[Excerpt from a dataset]
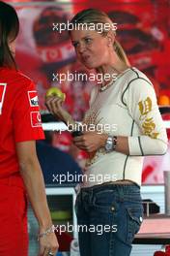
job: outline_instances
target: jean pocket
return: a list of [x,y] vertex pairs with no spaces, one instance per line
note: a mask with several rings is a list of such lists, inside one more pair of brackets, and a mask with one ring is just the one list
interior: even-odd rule
[[102,190],[94,195],[93,206],[110,211],[114,203],[114,191]]
[[132,243],[134,236],[138,233],[143,221],[142,208],[128,208],[128,242]]

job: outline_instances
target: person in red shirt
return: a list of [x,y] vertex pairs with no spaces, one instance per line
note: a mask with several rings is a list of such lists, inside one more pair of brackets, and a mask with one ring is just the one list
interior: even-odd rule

Exercise instructions
Could you copy all of the data above word for word, leaving out the pictures?

Exercise result
job: outline_instances
target: jean pocket
return: a list of [x,y] vertex pairs with no spaces, one instance per line
note: a mask with several rings is a list of such lists, inside one more pair of brackets, and a mask with one ring is just the one list
interior: even-odd rule
[[102,190],[94,195],[93,206],[110,211],[114,203],[114,191]]
[[132,243],[134,236],[138,233],[143,221],[142,208],[128,208],[128,242]]

job: outline_instances
target: person in red shirt
return: a list of [x,y] vertex pairs with no spaces, one instance per line
note: a mask with several rings is a list of such lists, inside one more pair of brackets, and a mask with one ring is just the one list
interior: even-odd rule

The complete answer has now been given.